§ Source excerpt:
- - - - -

Saturday, March 28, 2009

Very first good story I've read from this newspaper.

This is from Nebraska's JournalStar Newspaper. I've been reading their news articles now for over four years. I have emailed them a few times to remark on how badly these people treat people concerning the way they publish stories. I'm not going to get into that right now because tonight they posted a fantastic story and I am happy myself to share it with you.

Story follows, original link to the story is [here]. I hope to see more like this in the future coming from them.


Jewelry lifts family from poverty
By COLLEEN KENNEY / Lincoln Journal Star
Friday, Mar 27, 2009 - 11:12:13 pm CDT

The girl was 15 then. She spoke little English. The woman spoke little Spanish.

They met one day in the Mexican village of Ensenada after the woman, a stay-at-home mom from Milford, had finished helping some village women with a craft project.

The craft project had followed Bible study.

The woman from Milford had gone to the village on a mission trip. Outdoor toilets. Tents. Talking to people on the streets about God.

The girl, shy and pretty, walked up and stood beside the woman. The girl took a discarded piece of wire from the craft project and started manipulating it with her hands and teeth. The woman watched. What is she doing?

Then the Mexican girl pulled something from her mouth. A flower.

She’d turned the wire into a beautiful, intricate flower.

This is not normal, the woman told herself. She motioned to the girl to stay put and ran to find a translator, hoping the girl wouldn’t walk away.

Because the woman knew in that moment that God was planting a seed.

Nine years later

“The thing I want people to see is that when God opens a door, you’ve got to listen because you could be missing a huge opportunity otherwise. You just never know.

“But be ready.”

The Milford woman, Nancy Velder, wants to share this story. But please don’t make it about her, she says.

It’s about the girl, Ana Patricia Vallejo — “Patti” — who blossomed into a 23-year-old woman, a college graduate who’s bilingual and the boss of her own jewelry business, one that has pulled her family out of poverty.

It’s about the jewelry business, which they grew together from that little wire flower.

Nancy in Milford. Patti in Mexico.

“It’s a God thing. Seriously. There is no way you could dream this up.”

After that first meeting, Nancy returned to Milford and started sending Patti wire and supplies. She sent her tools, so she didn’t have to use her teeth.

Patti, an innate artist, practiced. Soon, she was sending Nancy a garden of flower earrings.

Nancy showed them to people she knew. They loved them, $8 a pair.

The business spread by word of mouth.

“You know what? Eight dollar is nothing to us. But it’s food for a day for them.”

At least twice a year, Nancy goes to Ensenada, which is in the Baja Peninsula. Over the years, she’s seen amazing changes in Patti and her family.

- - - - -

§ Dataset excerpts:

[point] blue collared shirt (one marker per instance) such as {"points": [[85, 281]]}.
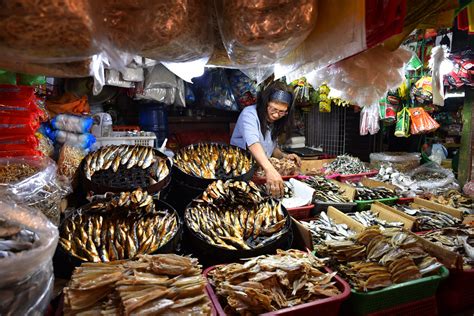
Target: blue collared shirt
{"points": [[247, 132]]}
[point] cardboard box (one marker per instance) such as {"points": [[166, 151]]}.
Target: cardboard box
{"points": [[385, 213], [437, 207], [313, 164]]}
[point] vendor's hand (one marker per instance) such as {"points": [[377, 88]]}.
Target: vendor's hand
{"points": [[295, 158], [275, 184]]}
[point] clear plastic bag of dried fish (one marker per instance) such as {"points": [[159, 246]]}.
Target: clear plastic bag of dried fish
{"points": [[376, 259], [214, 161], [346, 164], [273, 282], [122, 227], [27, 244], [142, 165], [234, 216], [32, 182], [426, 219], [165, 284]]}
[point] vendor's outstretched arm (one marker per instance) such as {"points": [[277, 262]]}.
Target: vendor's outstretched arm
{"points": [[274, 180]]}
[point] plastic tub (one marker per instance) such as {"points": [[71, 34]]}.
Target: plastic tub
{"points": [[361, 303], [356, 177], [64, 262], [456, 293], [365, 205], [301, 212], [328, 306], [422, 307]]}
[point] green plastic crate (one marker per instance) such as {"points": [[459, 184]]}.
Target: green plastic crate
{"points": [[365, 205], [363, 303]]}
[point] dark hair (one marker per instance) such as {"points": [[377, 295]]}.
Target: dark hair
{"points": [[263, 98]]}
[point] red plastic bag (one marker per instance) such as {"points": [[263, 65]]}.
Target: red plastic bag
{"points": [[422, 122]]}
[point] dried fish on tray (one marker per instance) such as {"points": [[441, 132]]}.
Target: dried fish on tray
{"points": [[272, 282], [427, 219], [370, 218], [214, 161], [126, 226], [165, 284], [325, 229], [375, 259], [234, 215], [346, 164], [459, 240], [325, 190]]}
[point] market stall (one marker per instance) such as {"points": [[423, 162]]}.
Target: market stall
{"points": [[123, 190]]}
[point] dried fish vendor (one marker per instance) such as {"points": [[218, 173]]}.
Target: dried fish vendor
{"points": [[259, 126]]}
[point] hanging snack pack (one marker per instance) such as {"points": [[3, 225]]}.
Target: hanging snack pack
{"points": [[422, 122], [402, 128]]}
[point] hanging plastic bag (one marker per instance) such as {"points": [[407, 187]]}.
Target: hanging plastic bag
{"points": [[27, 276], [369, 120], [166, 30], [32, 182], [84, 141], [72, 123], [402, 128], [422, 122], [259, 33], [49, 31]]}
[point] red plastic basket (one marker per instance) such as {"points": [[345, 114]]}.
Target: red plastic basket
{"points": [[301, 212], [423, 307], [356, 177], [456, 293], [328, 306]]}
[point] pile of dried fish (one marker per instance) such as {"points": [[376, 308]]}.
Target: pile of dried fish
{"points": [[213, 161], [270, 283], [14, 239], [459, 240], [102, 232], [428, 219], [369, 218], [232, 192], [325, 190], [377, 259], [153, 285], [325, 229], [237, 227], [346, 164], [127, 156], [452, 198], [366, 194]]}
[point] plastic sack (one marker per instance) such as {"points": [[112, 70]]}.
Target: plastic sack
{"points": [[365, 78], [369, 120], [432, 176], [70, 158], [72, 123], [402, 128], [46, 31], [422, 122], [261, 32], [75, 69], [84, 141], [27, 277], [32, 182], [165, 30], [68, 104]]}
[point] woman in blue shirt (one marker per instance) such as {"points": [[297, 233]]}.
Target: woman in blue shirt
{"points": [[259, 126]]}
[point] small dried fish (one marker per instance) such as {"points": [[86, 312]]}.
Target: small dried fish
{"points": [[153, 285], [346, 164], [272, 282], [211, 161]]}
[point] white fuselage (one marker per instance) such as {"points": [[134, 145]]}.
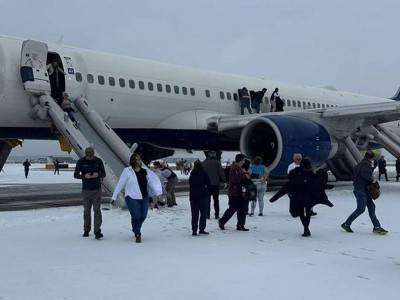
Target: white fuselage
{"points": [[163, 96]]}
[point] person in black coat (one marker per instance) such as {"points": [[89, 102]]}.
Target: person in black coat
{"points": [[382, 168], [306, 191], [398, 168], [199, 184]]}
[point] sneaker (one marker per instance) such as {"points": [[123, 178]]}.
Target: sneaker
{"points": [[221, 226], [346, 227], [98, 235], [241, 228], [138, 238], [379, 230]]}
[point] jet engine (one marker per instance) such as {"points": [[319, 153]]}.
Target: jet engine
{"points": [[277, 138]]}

- - - - -

§ Task requirements:
[A] Summarize the jewelry-business story in two sentences.
[B] Echo the lines of the records from the one holding "[point] sneaker (one" through the end of the records, inclusive.
The records are unrelated to the text.

§ Results in order:
[A] The writer shares a Lincoln Journal Star story about Nancy Velder, a stay-at-home mom from Milford who, on a mission trip to the Mexican village of Ensenada, met a 15-year-old girl, Ana Patricia "Patti" Vallejo, and watched her turn a discarded piece of wire into an intricate flower. Nancy then sent Patti wire, supplies and tools and sold her flower earrings for $8 a pair, and the jewelry business they grew together by word of mouth has pulled Patti's family out of poverty.

[B]
[point] sneaker (one marker per instance) such as {"points": [[123, 178]]}.
Target: sneaker
{"points": [[221, 226], [346, 227], [98, 235], [241, 228], [138, 238], [379, 230]]}
[point] jet engine (one marker per instance) such as {"points": [[319, 153]]}.
Target: jet engine
{"points": [[277, 138]]}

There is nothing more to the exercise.